(Coordinate annotation entries)
** begin **

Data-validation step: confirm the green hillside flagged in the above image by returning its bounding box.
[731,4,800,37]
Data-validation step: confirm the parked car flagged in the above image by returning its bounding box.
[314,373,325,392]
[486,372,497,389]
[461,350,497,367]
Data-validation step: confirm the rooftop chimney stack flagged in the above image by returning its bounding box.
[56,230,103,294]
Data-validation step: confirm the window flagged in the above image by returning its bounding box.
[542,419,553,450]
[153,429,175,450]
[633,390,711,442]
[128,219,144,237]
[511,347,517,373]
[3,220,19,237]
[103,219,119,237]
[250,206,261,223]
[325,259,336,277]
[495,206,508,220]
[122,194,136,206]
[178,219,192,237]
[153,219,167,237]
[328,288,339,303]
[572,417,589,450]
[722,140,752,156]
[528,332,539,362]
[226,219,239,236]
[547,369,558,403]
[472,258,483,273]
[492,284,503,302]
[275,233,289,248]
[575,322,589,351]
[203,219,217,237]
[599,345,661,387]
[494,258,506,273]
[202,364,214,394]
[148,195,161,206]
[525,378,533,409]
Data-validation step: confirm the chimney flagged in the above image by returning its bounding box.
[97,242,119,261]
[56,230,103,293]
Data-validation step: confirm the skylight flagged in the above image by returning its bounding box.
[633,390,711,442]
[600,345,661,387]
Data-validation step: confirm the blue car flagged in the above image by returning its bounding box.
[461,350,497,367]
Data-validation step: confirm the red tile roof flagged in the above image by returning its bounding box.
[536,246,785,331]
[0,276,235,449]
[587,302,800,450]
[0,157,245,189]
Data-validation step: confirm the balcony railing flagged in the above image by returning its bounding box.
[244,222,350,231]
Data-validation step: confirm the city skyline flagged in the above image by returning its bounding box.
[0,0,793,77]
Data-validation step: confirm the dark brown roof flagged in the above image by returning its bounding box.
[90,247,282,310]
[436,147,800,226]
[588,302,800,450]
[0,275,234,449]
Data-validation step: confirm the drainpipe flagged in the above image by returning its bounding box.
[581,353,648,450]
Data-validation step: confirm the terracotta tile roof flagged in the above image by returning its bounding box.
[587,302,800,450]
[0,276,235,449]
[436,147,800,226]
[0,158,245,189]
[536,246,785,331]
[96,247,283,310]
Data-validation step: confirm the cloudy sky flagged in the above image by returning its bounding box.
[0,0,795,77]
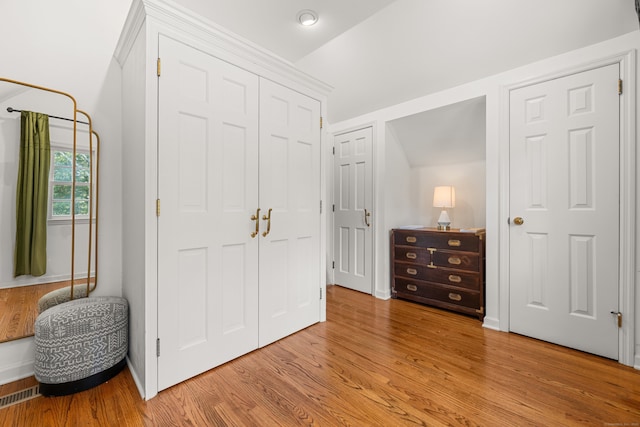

** end **

Written request> Recast all the items above as a Markdown table with the columns "No." and "Entry," giving each line its own numbered row. Leave out blank lines and the pictures.

Exercise answer>
| No. | Entry |
|---|---|
| 1 | Data-validation step: confirm the green hillside flagged in the above image by returning its bounding box. |
| 2 | [731,4,800,37] |
| 3 | Data-validation step: confirm the parked car flagged in the above image by returning its bounding box. |
| 4 | [314,373,325,392] |
| 5 | [486,372,497,389] |
| 6 | [461,350,497,367] |
| 7 | Data-validation step: confirm the rooftop chimney stack flagged in the above image by returning its bounding box. |
| 8 | [56,230,103,294] |
| 9 | Data-validation step: confirm the window flagged in the above image by returning its bounding box. |
| 10 | [542,419,553,450] |
| 11 | [153,429,175,450] |
| 12 | [633,390,711,442] |
| 13 | [128,219,144,237] |
| 14 | [511,347,517,373] |
| 15 | [3,220,19,237] |
| 16 | [103,219,119,237] |
| 17 | [250,206,261,223] |
| 18 | [325,259,336,277] |
| 19 | [495,206,508,220] |
| 20 | [122,194,136,206] |
| 21 | [178,219,192,237] |
| 22 | [153,219,167,237] |
| 23 | [328,288,339,303] |
| 24 | [572,417,589,450] |
| 25 | [722,140,752,156] |
| 26 | [528,332,539,362] |
| 27 | [226,219,239,236] |
| 28 | [547,369,558,403] |
| 29 | [472,258,483,273] |
| 30 | [492,284,503,302] |
| 31 | [275,233,289,248] |
| 32 | [575,322,589,351] |
| 33 | [203,219,217,237] |
| 34 | [599,345,661,387] |
| 35 | [494,258,506,273] |
| 36 | [202,364,214,394] |
| 37 | [148,195,161,206] |
| 38 | [525,378,533,409] |
| 39 | Data-validation step: confirm the chimney flagged in the above image by returning its bounding box. |
| 40 | [97,242,119,261] |
| 41 | [56,230,103,293] |
| 42 | Data-validation step: confirm the skylight flagged in the above image by returning its bounding box. |
| 43 | [633,390,711,442] |
| 44 | [600,345,661,387] |
| 45 | Data-validation step: confirm the blue car flagged in the above image by returning its bounding box. |
| 46 | [461,350,497,367] |
| 47 | Data-validation step: confirm the red tile roof flagged in the above image by returning its bounding box. |
| 48 | [536,246,785,331] |
| 49 | [0,276,235,449] |
| 50 | [587,302,800,450] |
| 51 | [0,157,245,189] |
| 52 | Data-validation step: confirm the balcony railing flagged in the above image by returning its bounding box. |
| 53 | [244,222,350,231] |
| 54 | Data-validation step: confirm the city skyline flagged in the above image by returning its bounding box. |
| 55 | [0,0,793,77] |
| 56 | Data-validation step: confirm the dark brown roof flagged in the above image by returning its bounding box. |
| 57 | [90,247,282,310] |
| 58 | [436,147,800,226] |
| 59 | [588,302,800,450] |
| 60 | [0,275,234,449] |
| 61 | Data-validation step: confirm the drainpipe flagged in the above image by returning its bounding box. |
| 62 | [581,353,648,450] |
| 63 | Data-validation step: confirm the terracotta tile roof flagged in the above image by returning its bounding box. |
| 64 | [587,302,800,450] |
| 65 | [0,276,235,449] |
| 66 | [436,147,800,226] |
| 67 | [0,158,245,189] |
| 68 | [536,246,785,331] |
| 69 | [96,247,283,310] |
| 70 | Data-validation step: confirm the cloudy sky flagged in the above image by returning its bounding box. |
| 71 | [0,0,795,77] |